=== EXTRAIT RETENU ===
--------------------

Mais là ou Lolo, décidément en forme olympique (faut croire que dix ans de sieste, ça vous retape), surprend vraiment, c’est dans les pistes qu’il trace pour une éventuelle rémission de la gauche. Là où le Joffrin standard aurait pu se contenter de recopier ses petits camarades éditorialistes en en rajoutant dans le registre habituel de Libé – post-rocardien, sociétaliste à donf et donc para-ségoléniste –, là où il aurait dû broder dans le genre « Les urnes ont parlé ! Titine démission ! Il faut d’urgence repeindre la vieille gauche moisie en vert pomme ! », il rebondit au contraire très exactement là où on ne l’attendait pas : « Que faire, sinon reprendre la question sociale à sa racine ? » Nous n’aurions pas dit les choses autrement, d’ailleurs depuis des mois, nous ne les disons pas autrement ici.

Face à une droite futée et affûtée, qui vient en l’espace de quelques mois (ceux de la Crise, puis de la campagne électorale) de nous prouver l’ampleur se son talent et de son sens de l’écoute, seule pourra exister une gauche profondément rénovée, sans tabous ni angélisme sur les questions sociales qu’elle a hier délibérément occultées – le protectionnisme, les salaires, mais aussi l’élitisme républicain, mais aussi l’intégration à marche forcée dans les banlieues, mais aussi la sécurité et autres fariboles.

--------------------

=== DONNÉES FOURNIES ===

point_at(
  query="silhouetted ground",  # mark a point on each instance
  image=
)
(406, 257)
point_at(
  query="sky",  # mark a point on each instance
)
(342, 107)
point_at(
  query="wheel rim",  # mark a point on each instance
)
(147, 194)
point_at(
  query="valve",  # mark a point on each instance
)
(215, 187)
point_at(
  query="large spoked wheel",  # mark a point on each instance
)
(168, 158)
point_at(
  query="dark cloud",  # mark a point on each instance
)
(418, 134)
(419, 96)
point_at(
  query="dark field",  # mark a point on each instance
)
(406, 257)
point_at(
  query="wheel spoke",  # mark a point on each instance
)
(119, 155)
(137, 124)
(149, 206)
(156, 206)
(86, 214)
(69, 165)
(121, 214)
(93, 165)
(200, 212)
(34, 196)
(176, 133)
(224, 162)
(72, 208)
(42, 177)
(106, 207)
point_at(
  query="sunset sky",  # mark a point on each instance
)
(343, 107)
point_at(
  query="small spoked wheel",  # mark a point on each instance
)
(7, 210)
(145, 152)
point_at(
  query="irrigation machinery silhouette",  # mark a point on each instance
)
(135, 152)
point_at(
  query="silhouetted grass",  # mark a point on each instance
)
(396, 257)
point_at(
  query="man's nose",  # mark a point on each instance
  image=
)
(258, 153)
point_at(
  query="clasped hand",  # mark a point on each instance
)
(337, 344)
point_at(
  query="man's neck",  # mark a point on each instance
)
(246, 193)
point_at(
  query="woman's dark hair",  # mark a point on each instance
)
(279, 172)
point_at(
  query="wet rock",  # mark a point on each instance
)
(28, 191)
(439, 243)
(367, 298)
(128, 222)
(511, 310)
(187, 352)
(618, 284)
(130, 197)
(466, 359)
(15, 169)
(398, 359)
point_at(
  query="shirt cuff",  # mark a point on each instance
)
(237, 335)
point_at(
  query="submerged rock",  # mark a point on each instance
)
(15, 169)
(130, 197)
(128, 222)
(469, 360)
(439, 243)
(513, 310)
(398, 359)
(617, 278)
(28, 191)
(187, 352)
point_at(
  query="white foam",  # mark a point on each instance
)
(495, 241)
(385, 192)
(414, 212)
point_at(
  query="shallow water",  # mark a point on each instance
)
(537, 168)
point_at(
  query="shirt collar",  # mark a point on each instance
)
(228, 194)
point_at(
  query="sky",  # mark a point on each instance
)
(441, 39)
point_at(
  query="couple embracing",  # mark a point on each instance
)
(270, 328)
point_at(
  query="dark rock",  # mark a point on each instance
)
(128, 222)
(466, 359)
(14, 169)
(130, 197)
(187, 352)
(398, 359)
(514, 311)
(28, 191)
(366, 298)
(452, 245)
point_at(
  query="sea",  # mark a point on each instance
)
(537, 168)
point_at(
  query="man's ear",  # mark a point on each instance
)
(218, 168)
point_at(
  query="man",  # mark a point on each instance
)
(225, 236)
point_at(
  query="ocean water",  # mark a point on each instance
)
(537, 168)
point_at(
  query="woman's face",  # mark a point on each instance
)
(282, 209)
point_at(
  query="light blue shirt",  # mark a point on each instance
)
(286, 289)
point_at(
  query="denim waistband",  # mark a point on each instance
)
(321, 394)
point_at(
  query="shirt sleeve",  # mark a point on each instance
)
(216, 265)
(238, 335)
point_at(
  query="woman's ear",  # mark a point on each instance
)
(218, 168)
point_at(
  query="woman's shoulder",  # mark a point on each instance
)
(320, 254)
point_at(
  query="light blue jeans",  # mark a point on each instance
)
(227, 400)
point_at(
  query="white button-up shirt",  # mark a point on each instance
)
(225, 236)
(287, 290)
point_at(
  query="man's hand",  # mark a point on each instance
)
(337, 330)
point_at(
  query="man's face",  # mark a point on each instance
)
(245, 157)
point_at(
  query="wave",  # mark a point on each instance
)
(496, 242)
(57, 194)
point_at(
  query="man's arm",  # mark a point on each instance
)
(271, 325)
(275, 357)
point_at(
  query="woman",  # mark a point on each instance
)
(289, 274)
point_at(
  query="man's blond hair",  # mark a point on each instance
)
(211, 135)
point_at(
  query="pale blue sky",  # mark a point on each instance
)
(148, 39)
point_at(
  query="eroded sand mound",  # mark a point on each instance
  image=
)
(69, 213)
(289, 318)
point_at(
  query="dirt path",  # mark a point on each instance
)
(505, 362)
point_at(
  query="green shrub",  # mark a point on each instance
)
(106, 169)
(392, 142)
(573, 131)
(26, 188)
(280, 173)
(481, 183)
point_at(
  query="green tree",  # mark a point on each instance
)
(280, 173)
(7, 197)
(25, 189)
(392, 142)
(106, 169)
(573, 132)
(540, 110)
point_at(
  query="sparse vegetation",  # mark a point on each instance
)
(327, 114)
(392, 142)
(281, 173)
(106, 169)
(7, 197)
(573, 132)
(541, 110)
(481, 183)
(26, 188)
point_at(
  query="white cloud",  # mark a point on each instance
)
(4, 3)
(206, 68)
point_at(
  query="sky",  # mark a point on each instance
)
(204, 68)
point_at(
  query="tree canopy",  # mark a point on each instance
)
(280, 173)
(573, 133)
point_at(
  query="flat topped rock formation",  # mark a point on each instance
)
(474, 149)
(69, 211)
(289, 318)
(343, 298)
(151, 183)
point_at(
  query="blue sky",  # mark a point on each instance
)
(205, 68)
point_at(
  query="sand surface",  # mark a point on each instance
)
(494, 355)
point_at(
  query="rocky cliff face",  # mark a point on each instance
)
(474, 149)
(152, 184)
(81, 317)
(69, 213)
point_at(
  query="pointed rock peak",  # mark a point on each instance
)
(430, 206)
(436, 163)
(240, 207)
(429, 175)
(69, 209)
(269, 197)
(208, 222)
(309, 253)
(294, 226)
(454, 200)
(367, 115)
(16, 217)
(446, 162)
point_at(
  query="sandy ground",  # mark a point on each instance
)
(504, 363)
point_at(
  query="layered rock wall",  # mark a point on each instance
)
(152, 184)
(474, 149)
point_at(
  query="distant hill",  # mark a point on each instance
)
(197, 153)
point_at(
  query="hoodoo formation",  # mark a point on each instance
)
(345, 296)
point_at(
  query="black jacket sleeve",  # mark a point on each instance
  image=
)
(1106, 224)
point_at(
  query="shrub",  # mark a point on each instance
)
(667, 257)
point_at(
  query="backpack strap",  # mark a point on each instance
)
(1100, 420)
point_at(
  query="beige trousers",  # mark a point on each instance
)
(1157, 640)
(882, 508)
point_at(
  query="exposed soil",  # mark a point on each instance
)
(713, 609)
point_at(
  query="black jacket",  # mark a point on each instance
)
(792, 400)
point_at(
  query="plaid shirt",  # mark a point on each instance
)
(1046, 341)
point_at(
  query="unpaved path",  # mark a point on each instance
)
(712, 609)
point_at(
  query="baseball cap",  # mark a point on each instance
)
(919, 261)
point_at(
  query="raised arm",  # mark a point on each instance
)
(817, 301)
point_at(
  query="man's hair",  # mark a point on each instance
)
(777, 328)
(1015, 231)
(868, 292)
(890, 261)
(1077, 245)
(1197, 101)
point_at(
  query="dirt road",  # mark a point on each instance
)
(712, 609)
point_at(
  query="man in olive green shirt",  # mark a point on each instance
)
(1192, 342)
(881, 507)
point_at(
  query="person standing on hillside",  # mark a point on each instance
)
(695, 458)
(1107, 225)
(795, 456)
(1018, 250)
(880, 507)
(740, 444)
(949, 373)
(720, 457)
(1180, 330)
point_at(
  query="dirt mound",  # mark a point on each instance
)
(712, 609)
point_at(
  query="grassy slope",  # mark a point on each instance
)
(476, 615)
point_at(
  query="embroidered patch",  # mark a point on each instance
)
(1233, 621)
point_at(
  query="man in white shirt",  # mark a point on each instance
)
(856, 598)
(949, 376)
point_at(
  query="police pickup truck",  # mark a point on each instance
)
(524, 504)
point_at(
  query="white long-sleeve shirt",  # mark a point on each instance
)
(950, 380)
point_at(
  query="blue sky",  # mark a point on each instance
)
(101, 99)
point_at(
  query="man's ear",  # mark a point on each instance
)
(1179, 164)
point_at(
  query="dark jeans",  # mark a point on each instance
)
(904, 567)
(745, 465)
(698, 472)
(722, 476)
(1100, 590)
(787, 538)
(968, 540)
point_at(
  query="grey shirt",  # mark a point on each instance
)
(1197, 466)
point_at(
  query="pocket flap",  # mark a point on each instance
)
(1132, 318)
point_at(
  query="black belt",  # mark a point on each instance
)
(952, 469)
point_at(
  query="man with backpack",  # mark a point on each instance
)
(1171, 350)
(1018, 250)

--------------------

=== TRAVAIL DEMANDÉ ===
• A. Énumérez toutes les questions sociales que, selon l'extrait sur la gauche, celle-ci a hier délibérément occultées.
• B. Dans l'extrait sur la gauche, recopiez fidèlement le segment qui s'ouvre sur les mots « Face à une droite » et se clôt sur « et autres fariboles. ».
Ces enregistrements proviennent d'une autre source.

=== RÉSULTATS PAR TÂCHE ===
• A.
- le protectionnisme
- les salaires
- l'élitisme républicain
- l'intégration à marche forcée dans les banlieues
- la sécurité

• B.
Face à une droite futée et affûtée, qui vient en l’espace de quelques mois (ceux de la Crise, puis de la campagne électorale) de nous prouver l’ampleur se son talent et de son sens de l’écoute, seule pourra exister une gauche profondément rénovée, sans tabous ni angélisme sur les questions sociales qu’elle a hier délibérément occultées – le protectionnisme, les salaires, mais aussi l’élitisme républicain, mais aussi l’intégration à marche forcée dans les banlieues, mais aussi la sécurité et autres fariboles.